● **What you will do**: Could you write out the listing below again, exactly?

● **Record set**:
○ ○ ○ ○

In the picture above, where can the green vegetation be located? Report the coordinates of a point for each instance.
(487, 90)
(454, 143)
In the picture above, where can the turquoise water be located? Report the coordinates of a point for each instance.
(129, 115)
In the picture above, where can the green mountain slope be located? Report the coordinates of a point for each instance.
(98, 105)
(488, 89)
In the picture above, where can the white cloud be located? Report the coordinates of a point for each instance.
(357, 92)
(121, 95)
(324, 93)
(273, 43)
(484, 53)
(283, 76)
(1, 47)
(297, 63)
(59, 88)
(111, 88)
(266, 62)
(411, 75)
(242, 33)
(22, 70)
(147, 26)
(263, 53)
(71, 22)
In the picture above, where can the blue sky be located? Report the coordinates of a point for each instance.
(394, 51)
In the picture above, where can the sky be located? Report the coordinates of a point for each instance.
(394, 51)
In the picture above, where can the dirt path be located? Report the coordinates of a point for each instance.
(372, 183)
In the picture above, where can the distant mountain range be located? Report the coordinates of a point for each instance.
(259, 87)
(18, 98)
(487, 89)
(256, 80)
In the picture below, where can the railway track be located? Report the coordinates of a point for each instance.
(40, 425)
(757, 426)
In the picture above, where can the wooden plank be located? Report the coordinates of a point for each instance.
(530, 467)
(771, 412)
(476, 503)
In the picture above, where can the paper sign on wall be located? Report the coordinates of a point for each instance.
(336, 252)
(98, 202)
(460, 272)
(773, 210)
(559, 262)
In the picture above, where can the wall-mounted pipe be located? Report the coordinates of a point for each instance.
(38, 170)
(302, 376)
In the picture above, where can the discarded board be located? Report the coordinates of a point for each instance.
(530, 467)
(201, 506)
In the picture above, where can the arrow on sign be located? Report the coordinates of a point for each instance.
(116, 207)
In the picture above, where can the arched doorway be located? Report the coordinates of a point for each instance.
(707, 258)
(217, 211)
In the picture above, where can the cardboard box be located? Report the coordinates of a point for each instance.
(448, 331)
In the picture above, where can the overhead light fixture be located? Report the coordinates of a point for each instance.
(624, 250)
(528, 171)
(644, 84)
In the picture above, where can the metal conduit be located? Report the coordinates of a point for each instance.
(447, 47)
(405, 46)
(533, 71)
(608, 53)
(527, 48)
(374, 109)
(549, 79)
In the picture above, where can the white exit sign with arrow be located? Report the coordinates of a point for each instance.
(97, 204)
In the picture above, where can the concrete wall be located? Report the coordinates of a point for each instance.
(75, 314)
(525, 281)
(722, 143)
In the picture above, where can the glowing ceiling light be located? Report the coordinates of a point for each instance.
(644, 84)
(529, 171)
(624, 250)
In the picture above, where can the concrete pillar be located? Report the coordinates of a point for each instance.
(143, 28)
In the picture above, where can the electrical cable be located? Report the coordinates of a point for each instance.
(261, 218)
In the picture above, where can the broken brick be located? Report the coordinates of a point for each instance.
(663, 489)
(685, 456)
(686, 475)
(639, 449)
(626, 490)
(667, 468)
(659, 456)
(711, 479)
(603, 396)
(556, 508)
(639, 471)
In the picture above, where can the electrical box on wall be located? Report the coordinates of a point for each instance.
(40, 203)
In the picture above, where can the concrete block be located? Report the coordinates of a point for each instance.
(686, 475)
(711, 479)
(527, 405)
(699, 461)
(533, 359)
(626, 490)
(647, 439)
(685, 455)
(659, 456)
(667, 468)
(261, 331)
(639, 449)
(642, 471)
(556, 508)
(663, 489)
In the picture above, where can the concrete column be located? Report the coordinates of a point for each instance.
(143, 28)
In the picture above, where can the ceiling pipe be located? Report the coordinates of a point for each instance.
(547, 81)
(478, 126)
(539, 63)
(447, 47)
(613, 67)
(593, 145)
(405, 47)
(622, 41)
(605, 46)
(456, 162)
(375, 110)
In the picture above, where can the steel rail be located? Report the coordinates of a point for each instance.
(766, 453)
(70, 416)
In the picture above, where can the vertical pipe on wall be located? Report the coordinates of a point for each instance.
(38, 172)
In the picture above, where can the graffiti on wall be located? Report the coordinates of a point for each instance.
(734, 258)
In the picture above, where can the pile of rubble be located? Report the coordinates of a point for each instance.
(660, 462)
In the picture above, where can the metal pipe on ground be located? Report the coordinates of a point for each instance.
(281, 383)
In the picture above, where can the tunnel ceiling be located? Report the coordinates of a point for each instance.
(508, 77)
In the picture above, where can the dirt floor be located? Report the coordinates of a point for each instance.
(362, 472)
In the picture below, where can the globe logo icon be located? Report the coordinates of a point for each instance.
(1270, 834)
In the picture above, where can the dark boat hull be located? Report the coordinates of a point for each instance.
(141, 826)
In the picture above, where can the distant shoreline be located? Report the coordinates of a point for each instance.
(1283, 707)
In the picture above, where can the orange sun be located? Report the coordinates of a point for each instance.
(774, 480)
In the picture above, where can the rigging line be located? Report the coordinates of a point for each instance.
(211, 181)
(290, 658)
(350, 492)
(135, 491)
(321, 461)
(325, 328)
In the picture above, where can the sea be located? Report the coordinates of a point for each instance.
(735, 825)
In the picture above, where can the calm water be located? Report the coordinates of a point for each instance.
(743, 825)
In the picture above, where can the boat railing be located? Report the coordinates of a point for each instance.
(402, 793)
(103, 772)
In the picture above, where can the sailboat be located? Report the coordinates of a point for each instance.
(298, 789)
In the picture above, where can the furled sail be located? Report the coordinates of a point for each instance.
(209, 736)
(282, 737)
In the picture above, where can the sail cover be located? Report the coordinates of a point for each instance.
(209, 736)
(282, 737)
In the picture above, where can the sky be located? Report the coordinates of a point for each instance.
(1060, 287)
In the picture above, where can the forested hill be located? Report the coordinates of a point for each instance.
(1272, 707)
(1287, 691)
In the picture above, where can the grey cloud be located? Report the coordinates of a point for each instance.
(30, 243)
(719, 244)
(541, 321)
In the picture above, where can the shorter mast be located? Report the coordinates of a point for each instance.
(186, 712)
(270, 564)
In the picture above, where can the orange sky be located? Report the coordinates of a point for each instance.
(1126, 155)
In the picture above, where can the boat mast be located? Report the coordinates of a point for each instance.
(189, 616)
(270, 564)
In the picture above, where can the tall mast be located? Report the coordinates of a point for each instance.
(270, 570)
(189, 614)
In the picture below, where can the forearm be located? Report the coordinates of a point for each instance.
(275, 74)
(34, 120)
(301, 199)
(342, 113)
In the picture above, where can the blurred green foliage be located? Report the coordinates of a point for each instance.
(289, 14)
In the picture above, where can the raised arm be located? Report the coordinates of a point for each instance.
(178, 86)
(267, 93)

○ ○ ○ ○

● **Solved exercise**:
In the picture above, where can the green vegetation be located? Report the coordinates of a point for each instance.
(487, 90)
(454, 143)
In the picture above, where can the turquoise water be located? Report the coordinates of a point for each instance.
(129, 115)
In the picture above, where can the green mountain slope be located? Report the coordinates of a point for each instance.
(98, 105)
(488, 89)
In the picture above, where can the white cloud be located? Report the coordinates of a point for each instance.
(357, 92)
(121, 95)
(324, 93)
(273, 43)
(484, 53)
(283, 76)
(1, 47)
(297, 63)
(59, 88)
(111, 88)
(266, 62)
(411, 75)
(242, 33)
(22, 70)
(147, 26)
(263, 53)
(71, 22)
In the picture above, where can the blue sky be located? Report the coordinates of a point for each instance.
(394, 51)
In the picture above, where can the sky be located? Report the coordinates of a point for each instance.
(394, 51)
In the picture above, where can the dirt path be located? Report the coordinates of a point for each instance.
(372, 183)
In the picture above, where can the distant mountain range be located? Report the coordinates of a point for each instance.
(259, 87)
(18, 98)
(487, 89)
(256, 80)
In the picture below, where can the railway track be located? Report the coordinates of a point for each instance.
(40, 425)
(757, 426)
In the picture above, where can the wooden plank be located? Report the coordinates of a point for each instance.
(530, 467)
(771, 412)
(476, 503)
In the picture above, where can the paper sign on wall be located? Report the coordinates of a point for each instance.
(336, 252)
(98, 202)
(460, 272)
(773, 210)
(559, 262)
In the picture above, where can the wall-mounted pipe be located? Report the coordinates of a point for each instance.
(38, 170)
(302, 376)
In the picture above, where can the discarded board be located? Report the coordinates of a point for each instance.
(530, 467)
(201, 506)
In the picture above, where can the arrow on sign be located? Report the coordinates of a point for each instance.
(116, 207)
In the picture above, where can the arched doorway be located? Report the coordinates of a point for each instance.
(707, 258)
(217, 211)
In the picture above, where can the cardboard box be located? Report the coordinates of a point for each instance.
(448, 331)
In the picture above, where can the overhead light fixture be located? Report the coordinates of a point for each instance.
(624, 250)
(528, 171)
(644, 84)
In the picture above, where can the metal conduit be located? Report the coordinates of a point for each instance.
(447, 47)
(405, 46)
(533, 71)
(608, 53)
(527, 48)
(374, 109)
(549, 79)
In the picture above, where can the white exit sign with arrow be located? Report the coordinates of a point for each instance.
(97, 204)
In the picture above, where can the concrete wall be located? Report the coordinates of a point for each instance.
(75, 314)
(525, 281)
(722, 143)
In the picture above, where can the glowing ceiling light be located? Report the coordinates of a point for each instance.
(644, 84)
(529, 171)
(624, 250)
In the picture above, where can the concrete pillar be located? Report the coordinates of a point for each instance.
(143, 28)
In the picture above, where can the electrical cable be located? Report the coordinates of a point for each instance.
(261, 218)
In the picture above, where can the broken brick be located? Report the coordinates of a point for each instance.
(663, 489)
(685, 456)
(686, 475)
(639, 449)
(626, 490)
(667, 468)
(659, 456)
(711, 479)
(603, 396)
(556, 508)
(639, 471)
In the picture above, where can the electrical box on wall be located? Report the coordinates of a point for each instance.
(40, 203)
In the picture above, where can the concrete block be located? Report the coordinates of a point for each instance.
(686, 475)
(711, 479)
(527, 405)
(699, 461)
(533, 359)
(626, 490)
(647, 439)
(685, 455)
(659, 456)
(667, 468)
(261, 331)
(639, 449)
(642, 471)
(556, 508)
(663, 489)
In the picture above, where can the concrete column be located? Report the coordinates of a point for each instance.
(143, 28)
In the picture above, where can the ceiling pipe be located? Report the coordinates of a point for each instance.
(547, 81)
(478, 126)
(539, 63)
(447, 47)
(613, 67)
(593, 145)
(405, 47)
(622, 41)
(605, 46)
(456, 162)
(375, 110)
In the picture above, where can the steel rail be located? Report the coordinates of a point for each instance.
(766, 453)
(70, 416)
In the picture above, where can the vertical pipe on wall be located? Report the coordinates of a point for each instance.
(38, 172)
In the picture above, where can the graffiti on wall be located? Report the coordinates of a point for each instance.
(734, 258)
In the picture above, where can the pile of rubble be located? Report the coordinates of a point for each instance.
(660, 462)
In the picture above, where can the metal pipe on ground be located? Report the coordinates of a point for each instance.
(281, 383)
In the picture above, where can the tunnel ceiling be located? Report the coordinates of a point for each instance.
(508, 77)
In the picture above, where can the dirt floor be located? Report the coordinates of a point for each instance.
(362, 472)
In the picture below, where can the globe logo icon be located? Report the coordinates of a point for each instance.
(1270, 834)
In the picture above, where can the dark boat hull be located? Report the coordinates of a point for each instance.
(141, 826)
In the picture above, where can the distant shoreline be located? Report the coordinates of a point for each instance.
(1283, 707)
In the picture above, where can the orange sun be located? Report the coordinates of a point for each instance.
(774, 480)
In the picture above, where can the rigging line be located? Report the coordinates of a point for each instance.
(211, 181)
(290, 658)
(350, 492)
(135, 491)
(321, 461)
(325, 328)
In the picture above, where can the sea be located? Report the coordinates of a point for each instance.
(735, 825)
In the picture above, where can the calm water be located? Report the coordinates of a point for each instance.
(743, 825)
In the picture above, where can the boat railing be located? Report the coordinates of a point for each instance.
(402, 793)
(103, 772)
In the picture above, where can the sailboat be located? Report the coordinates of a point for each instance.
(298, 789)
In the picture above, where can the furled sail be located? Report the coordinates of a point for each instance.
(209, 736)
(282, 737)
In the picture above, where can the sail cover be located? Report the coordinates of a point for each instance.
(209, 736)
(282, 737)
In the picture above, where can the sky be located? Report the coordinates of a point for each instance.
(1060, 287)
In the picture above, where can the forested hill be located? Report the coordinates of a point for each instance.
(1272, 707)
(1287, 691)
In the picture above, where can the grey cloud be located? Report the coordinates of a point for each instance.
(30, 243)
(719, 244)
(541, 321)
In the picture above, where can the shorter mast be located? Report the coordinates of a point for each instance.
(186, 712)
(270, 564)
In the picture above, where can the orange sky be located? Report the coordinates of a point for each instance.
(1126, 155)
In the picture above, where can the boat mast be located? Report the coordinates of a point for each instance.
(189, 616)
(270, 564)
In the picture above, where can the tall mast be located? Report the coordinates of a point for each instance.
(270, 570)
(189, 614)
In the picture below, where can the forearm be located? Report the coordinates of a point for each instance.
(275, 74)
(34, 120)
(301, 199)
(342, 113)
In the picture above, where can the blurred green foliage be located? Report the coordinates of a point for each instance.
(289, 14)
In the picture above, where can the raised arm be located? Report the coordinates of a point for each instance.
(178, 86)
(267, 93)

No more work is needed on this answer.